_Short exercise:_ Copy the lines below, swapping every "photo" for "image" and keeping everything else unchanged. Leave the pictures out of your answer.

*** Information given ***

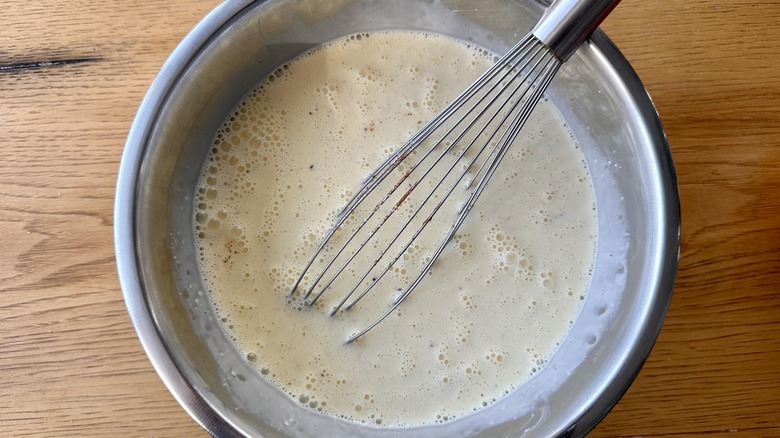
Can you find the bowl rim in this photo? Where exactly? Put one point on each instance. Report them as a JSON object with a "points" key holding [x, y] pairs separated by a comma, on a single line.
{"points": [[125, 231]]}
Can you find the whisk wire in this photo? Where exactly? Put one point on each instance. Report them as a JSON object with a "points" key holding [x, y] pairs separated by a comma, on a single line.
{"points": [[510, 62], [545, 76], [468, 167]]}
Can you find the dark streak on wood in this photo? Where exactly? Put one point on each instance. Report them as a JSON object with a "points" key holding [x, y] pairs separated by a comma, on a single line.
{"points": [[29, 65]]}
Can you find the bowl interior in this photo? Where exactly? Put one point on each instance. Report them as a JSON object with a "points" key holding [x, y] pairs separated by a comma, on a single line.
{"points": [[241, 42]]}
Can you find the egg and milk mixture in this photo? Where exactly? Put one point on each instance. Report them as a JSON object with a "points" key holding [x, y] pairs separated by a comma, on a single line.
{"points": [[499, 299]]}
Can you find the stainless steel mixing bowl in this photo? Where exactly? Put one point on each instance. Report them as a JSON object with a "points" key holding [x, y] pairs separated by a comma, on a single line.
{"points": [[238, 44]]}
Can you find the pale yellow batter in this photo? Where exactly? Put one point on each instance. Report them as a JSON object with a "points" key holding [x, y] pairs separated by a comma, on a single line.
{"points": [[498, 301]]}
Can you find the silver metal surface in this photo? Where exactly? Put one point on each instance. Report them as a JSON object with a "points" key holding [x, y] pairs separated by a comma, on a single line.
{"points": [[521, 75], [240, 42], [567, 23]]}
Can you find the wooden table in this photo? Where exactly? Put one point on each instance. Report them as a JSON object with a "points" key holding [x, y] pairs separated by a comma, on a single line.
{"points": [[72, 74]]}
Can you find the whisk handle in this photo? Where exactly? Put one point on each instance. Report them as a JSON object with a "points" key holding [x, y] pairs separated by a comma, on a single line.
{"points": [[567, 23]]}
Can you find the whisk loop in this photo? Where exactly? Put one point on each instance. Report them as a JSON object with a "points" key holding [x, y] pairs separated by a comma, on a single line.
{"points": [[468, 138]]}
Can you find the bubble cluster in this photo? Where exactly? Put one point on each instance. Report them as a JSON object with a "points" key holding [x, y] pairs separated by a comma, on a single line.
{"points": [[489, 313]]}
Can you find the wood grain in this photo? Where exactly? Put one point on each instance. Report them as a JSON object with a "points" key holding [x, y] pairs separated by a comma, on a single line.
{"points": [[72, 74]]}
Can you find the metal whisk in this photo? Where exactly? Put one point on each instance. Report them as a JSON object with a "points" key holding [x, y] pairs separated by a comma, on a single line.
{"points": [[468, 139]]}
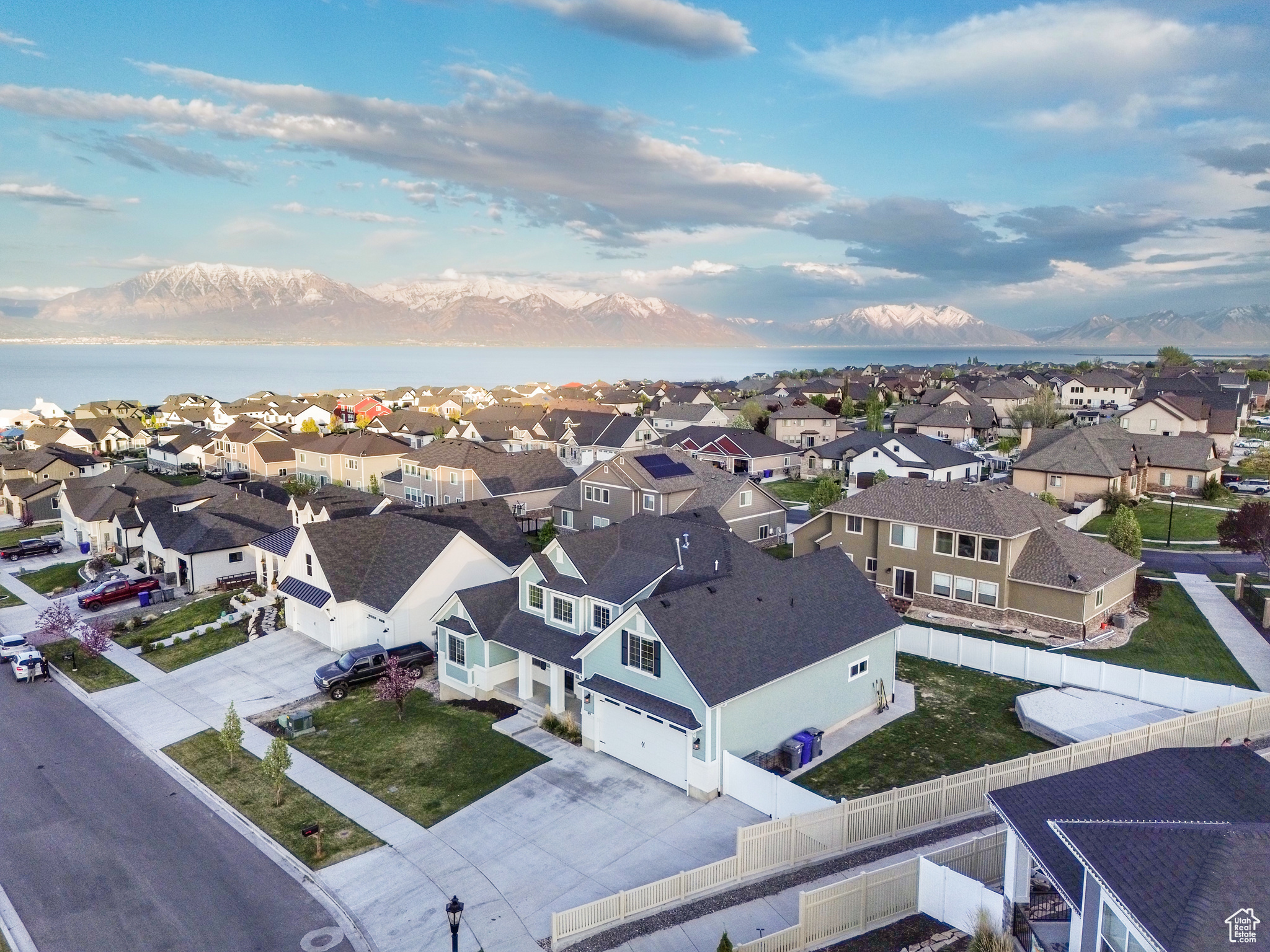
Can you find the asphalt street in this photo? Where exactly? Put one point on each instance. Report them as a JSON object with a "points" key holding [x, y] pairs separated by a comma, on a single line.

***

_Exercise result:_
Can you find the bowl rim in this image? Where exactly? Put one point on each instance. Report them as a JSON object with a "points" key holding [x, y] pairs separated by a comma, on a single line.
{"points": [[125, 231]]}
Can you find the whisk wire in this image? Where exactly? Put one point on each instance. Report them as a JSON object with a "points" key holding [x, y] pairs separated by a comma, on a single line.
{"points": [[510, 62], [545, 76], [468, 167]]}
Can you find the dark streak on wood in this image? Where exactly? Put one point on each instance. Report them as a JSON object with a "points" key holding [x, y] pairs separated by a comma, on a single line.
{"points": [[29, 65]]}
Can you find the bowl interior in this image? Where exactly? Put one point on each instance. Report them as a JSON object with a "points" key holding [x, y] pairs separated by a comma, on a single line.
{"points": [[241, 42]]}
Can you find the egg and milk mixture in this image? Where exactly? Put one point on each instance. Report them as a JSON object with a "points" key holding [x, y] pairs separated by a comma, on a single line.
{"points": [[499, 299]]}
Can you find the stainless steel mixing bowl in this image? Where exactly? Put one point on each instance. Report them as a JSON object with a "points" key holding [x, y] pairs separated by a comma, on a single line.
{"points": [[238, 44]]}
Can you find the pale yellow batter in this image? Where exactly? Put one point on each instance. Report them as a JSON object with a "points" key holding [x, y] pairs separated by a comma, on a single line.
{"points": [[498, 301]]}
Can you find the silver metal surface in this image? Where exactly? Put one point on each instance. Report them as a JSON object with a "points" key holding [x, y] pairs separated by a comma, on a single line.
{"points": [[521, 75], [240, 42], [567, 23]]}
Can you find the wooden table in this image? Where exactly? Put one point on each instance. Report them as a JSON object with a "points" key holding [x, y] pairs separated by a comma, on a single line.
{"points": [[72, 74]]}
Can you find the whisk handle in this image? Where exactly? Put one point on each instance. Report them as a JSON object with a "points" key holding [x, y] pairs separated by a comma, on a single line.
{"points": [[567, 23]]}
Can you find the whisk loop in this image? Where exactly? Put one point on each instance. Report them as a JSON object with a "points" key holding [x, y] pairs separated by a comma, on a single line.
{"points": [[468, 138]]}
Can you find the bubble cluster in this image? Where exactly? Put one point on each instance. Report them as a JSON object with a "points" key holding [x, y] pairs separated by a comma, on a single line.
{"points": [[489, 313]]}
Can you find the wood grain in this image? Where exactly? Put one point on each instance. Report them as a JSON object with a "points" key holding [x, y] pairs separated by a comma, on a single line.
{"points": [[72, 74]]}
Can you find the metal whisk in this image? Where exactly? Put one point on each instance. Report them as a JSON object with a "points" key holding [x, y] pairs separated by a comma, on a single line.
{"points": [[468, 139]]}
Can you find the asphalt street in this image? Where exactly? Put one point on each instance. Report them as a JSON object with a "points" key holding [x, y] pairs separated by a comma, on a single line.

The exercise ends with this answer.